The results of two completely separate lottery events do not affect one another. It’s the same idea as flipping a coin twice- just because one toss came up heads this has no effect on the outcome of the second toss.

So really the relevant question here is ‘what is the probability of someone playing two state lotteries at once’. The probability of this is high- people who gamble on terrible odds are likely to do so in multiplicity.

2

uh-okay-I-guess t1_itrh646 wrote

Let's say you let J be the event that Juliet wins two state lotteries back to back, and let A be the probability that anyone wins two state lotteries back to back. Let R be the event that the lottery is rigged. What you really want to know is the posterior probability that the lottery is rigged, and this could be P(R|J) or P(R|A).

I'm interpreting your question as asking: how should I choose whether to care about P(R|J) or P(R|A)?

Fortunately, if we know nothing about Juliet, it doesn't really matter. See, you can calculate P(R|J) = P(J|R)P(R)/P(J), and you can also calculate P(R|A) = P(A|R)P(R)/P(A). I claim these calculations will produce very similar values when we know nothing about Juliet. P(R) is of course common to both. Canceling it from both expressions leaves P(J|R)/P(J) in the first expression and P(A|R)/P(A) in the second.

In the second expression, both the numerator and denominator are larger. There are at least a thousand people who play the New Jersey lottery^([citation needed]), so we expect P(A) > 1000P(J). But similarly, if the lottery is rigged, it could be rigged in favor of any of those one thousand people, so we also expect P(A|R) > 1000P(J|R). If we genuinely do not think any of those people is more likely to be favored by the rigging than any other, then the ratios will be exactly the same and our calculated probabilities will be the same too. In this case it doesn't matter whether we care about P(R|J) or P(R|A).

Remember, this only works if Juliet is an arbitrary person. If we do know that Juliet is the daughter of a crooked New Jersey politician, then maybe we think that if the lottery is rigged, it's quite likely to be rigged in her favor. In that case, we might say P(A|R) = 10P(J|R), while still believing that the lottery is probably not rigged and P(A) = 1000P(J). Then P(R|J) is going to be 100 times bigger than P(R|A). In this case it would be wrong to use P(R|A), because it's throwing away important information (Juliet's crooked connections).

In summary, in both cases we should really condition on the more specific event (i.e. we care about P(R|J)), because that takes into account all the available information. But luckily for our sanity, when we have no special information about Juliet, P(R|J) = P(R|A). So even though you want to condition on all the available information, it's fine to ignore information that means nothing to you.

1

eth_trader_12 OP t1_its2ozt wrote

I completely agree with you except the last statement. P(R|A) given the same principle of more information that you just said assumes that "all the information" we have is that someone at some time won two lotteries twice. As in, if you knew that someone won two lotteries at some point or another, then yes, P (R|A) would suffice.

(Dataset extract)
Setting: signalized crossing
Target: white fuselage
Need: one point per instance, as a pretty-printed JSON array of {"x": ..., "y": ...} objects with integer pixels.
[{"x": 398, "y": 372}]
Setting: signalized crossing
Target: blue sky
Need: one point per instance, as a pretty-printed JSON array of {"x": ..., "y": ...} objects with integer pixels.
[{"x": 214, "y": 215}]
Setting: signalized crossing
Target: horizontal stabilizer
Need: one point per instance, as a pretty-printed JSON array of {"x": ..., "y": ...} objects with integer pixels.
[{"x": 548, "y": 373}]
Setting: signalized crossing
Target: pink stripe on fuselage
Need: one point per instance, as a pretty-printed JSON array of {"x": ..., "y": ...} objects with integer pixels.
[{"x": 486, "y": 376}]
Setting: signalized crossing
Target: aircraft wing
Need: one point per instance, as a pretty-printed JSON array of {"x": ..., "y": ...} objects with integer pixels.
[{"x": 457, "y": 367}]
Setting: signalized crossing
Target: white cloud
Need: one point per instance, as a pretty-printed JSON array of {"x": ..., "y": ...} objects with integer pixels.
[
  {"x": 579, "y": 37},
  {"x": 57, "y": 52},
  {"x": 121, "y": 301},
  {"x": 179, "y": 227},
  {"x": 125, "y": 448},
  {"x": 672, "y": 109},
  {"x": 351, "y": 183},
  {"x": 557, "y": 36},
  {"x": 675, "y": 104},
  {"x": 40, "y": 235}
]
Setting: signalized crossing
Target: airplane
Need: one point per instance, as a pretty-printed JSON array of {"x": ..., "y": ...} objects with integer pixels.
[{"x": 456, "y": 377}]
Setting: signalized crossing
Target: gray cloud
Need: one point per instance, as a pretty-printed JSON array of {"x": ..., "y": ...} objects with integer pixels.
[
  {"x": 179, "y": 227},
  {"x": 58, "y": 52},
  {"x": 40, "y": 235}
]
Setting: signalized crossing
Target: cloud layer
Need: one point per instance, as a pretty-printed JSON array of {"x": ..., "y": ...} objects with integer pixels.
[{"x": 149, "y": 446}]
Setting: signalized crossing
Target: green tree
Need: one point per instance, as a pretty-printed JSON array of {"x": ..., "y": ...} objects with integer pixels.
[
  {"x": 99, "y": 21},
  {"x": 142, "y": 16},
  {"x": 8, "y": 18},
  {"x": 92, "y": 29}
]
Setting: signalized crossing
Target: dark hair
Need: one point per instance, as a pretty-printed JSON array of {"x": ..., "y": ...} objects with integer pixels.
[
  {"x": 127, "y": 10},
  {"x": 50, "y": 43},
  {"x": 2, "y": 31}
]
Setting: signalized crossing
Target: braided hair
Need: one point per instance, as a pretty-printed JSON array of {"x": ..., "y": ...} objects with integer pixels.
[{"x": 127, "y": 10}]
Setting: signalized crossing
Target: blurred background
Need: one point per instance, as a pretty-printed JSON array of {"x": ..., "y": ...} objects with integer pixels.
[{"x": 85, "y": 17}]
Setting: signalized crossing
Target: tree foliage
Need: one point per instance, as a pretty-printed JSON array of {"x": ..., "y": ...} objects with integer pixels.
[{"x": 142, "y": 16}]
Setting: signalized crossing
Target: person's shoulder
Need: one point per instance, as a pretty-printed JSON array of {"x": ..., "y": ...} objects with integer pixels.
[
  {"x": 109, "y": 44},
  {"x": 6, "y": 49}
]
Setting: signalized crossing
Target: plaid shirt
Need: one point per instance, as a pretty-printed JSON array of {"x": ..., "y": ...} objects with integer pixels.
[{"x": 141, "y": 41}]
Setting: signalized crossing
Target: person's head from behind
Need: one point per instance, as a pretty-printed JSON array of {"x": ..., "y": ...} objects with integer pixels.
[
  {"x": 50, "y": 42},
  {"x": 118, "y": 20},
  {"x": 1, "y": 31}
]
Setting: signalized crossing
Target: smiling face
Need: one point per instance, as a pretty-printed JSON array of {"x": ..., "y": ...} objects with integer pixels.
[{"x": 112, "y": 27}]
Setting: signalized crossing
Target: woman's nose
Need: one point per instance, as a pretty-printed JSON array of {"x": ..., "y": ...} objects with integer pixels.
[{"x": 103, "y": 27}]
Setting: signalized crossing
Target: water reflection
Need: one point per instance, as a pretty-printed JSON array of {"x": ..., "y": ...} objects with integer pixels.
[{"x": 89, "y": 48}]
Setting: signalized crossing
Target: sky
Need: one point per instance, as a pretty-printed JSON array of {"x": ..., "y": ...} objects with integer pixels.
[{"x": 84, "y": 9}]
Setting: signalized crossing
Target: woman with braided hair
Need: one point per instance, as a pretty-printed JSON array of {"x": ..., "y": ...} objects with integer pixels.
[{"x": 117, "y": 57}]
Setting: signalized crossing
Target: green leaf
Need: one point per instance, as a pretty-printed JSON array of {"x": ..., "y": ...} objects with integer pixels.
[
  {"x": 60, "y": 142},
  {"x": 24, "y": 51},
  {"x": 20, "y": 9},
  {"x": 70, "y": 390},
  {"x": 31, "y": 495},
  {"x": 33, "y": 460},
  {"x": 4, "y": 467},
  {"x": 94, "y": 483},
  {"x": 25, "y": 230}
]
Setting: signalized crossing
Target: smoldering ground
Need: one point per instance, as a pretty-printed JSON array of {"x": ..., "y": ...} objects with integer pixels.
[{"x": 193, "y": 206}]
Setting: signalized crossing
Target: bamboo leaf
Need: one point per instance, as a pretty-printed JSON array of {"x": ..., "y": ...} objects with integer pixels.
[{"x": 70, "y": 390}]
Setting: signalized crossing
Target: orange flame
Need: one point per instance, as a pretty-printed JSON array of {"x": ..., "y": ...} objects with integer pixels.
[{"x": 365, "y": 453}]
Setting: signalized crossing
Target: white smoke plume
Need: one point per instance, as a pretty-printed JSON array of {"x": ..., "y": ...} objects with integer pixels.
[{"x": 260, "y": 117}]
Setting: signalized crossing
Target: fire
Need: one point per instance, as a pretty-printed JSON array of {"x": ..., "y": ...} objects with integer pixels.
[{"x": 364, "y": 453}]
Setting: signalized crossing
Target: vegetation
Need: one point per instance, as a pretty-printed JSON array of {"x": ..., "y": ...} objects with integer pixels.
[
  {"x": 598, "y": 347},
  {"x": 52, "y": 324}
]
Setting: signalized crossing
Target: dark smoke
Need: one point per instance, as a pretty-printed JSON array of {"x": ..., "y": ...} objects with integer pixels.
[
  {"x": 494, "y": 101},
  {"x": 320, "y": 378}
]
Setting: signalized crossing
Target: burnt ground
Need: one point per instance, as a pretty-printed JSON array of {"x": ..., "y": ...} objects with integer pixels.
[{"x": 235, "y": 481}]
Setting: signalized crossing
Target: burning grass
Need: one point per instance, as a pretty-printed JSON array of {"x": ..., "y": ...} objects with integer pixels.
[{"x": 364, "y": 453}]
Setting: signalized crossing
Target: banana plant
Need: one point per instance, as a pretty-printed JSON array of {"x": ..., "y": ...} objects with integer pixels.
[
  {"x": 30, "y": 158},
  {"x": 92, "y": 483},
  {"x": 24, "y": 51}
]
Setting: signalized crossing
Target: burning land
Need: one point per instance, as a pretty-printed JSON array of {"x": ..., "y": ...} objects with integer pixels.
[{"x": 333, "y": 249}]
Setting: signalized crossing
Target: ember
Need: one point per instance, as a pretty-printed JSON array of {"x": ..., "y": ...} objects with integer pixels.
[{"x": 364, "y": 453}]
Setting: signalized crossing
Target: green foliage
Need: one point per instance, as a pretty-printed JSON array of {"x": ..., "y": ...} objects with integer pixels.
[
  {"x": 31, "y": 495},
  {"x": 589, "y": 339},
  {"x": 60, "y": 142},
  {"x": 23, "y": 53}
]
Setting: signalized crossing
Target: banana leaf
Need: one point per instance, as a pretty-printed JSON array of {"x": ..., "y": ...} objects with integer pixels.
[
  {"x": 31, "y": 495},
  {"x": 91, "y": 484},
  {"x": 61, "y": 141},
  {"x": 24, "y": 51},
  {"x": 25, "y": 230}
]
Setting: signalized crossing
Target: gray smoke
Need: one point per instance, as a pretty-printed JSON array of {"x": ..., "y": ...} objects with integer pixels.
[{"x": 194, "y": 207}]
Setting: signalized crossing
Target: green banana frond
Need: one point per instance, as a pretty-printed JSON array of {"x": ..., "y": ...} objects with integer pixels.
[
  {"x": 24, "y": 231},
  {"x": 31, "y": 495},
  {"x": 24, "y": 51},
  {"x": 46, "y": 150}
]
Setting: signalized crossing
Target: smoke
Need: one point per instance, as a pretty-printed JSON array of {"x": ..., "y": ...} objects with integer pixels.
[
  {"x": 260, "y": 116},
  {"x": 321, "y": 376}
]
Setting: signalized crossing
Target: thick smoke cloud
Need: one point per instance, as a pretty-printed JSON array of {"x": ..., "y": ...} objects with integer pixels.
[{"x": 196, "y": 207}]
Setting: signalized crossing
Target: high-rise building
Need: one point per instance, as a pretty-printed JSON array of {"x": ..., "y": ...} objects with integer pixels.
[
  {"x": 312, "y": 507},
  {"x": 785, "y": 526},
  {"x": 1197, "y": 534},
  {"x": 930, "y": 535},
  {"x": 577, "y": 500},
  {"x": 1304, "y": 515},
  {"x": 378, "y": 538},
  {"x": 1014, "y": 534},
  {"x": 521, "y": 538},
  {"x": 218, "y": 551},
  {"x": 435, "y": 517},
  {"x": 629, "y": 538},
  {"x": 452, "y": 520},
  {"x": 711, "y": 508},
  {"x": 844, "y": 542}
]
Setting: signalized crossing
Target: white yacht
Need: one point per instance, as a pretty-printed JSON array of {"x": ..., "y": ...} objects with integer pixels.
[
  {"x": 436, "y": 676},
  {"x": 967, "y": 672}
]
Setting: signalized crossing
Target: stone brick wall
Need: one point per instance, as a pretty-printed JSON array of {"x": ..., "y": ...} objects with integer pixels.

(Jobs)
a - Answer these questions using the lottery probability text.
(i) What everyday action does the text use to illustrate that two separate lottery events do not affect one another?
(ii) Which letter is used for the event that the lottery is rigged?
(iii) In the case where Juliet is the daughter of a crooked New Jersey politician, how many times bigger than P(R|A) is P(R|J) said to be?
b - Pull out the passage of the lottery probability text from "The results of" up to and including "the second toss.", keeping every word as it stands.

(Solutions)
a -
(i) Flipping a coin twice.
(ii) R.
(iii) 100 times bigger.

b -
The results of two completely separate lottery events do not affect one another. It’s the same idea as flipping a coin twice- just because one toss came up heads this has no effect on the outcome of the second toss.